** GIVEN EXERCISE **
Starting at the line that contains "Where can the stone ruin" and ending with the last line of the items, rewrite those lines with "stone ruin wall" changed to "crumbling stone wall" and nothing else altered. Give only those lines.

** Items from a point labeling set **
________

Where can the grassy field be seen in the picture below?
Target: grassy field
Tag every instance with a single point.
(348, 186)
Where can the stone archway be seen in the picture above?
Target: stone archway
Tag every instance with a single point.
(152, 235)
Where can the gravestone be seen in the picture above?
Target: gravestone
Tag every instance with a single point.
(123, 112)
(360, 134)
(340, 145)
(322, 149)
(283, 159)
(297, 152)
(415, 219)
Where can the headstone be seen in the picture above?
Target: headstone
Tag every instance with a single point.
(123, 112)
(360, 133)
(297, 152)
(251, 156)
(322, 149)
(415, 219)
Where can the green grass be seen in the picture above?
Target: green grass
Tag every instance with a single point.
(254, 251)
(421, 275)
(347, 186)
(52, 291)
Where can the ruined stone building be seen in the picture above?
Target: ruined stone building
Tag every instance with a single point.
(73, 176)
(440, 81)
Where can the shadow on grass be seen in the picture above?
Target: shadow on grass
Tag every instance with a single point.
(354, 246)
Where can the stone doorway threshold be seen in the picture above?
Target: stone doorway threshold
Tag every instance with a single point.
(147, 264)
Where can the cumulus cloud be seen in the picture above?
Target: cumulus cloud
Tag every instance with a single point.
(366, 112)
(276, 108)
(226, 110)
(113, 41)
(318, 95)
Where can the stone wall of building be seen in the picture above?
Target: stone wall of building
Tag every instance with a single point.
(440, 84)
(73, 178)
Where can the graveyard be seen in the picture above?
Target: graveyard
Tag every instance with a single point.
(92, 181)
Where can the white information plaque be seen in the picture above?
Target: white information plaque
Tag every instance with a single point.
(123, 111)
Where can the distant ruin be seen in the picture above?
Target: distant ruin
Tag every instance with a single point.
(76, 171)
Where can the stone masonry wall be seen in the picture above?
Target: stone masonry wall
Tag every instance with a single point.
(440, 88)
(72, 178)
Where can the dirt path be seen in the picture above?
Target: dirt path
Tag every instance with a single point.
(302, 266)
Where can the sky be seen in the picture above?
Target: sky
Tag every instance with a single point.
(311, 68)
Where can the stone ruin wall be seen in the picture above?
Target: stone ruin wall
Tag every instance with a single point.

________

** SOLVED PROBLEM **
Where can the crumbling stone wall be seen in the picture above?
Target: crumbling stone wall
Tag every instance with a single point.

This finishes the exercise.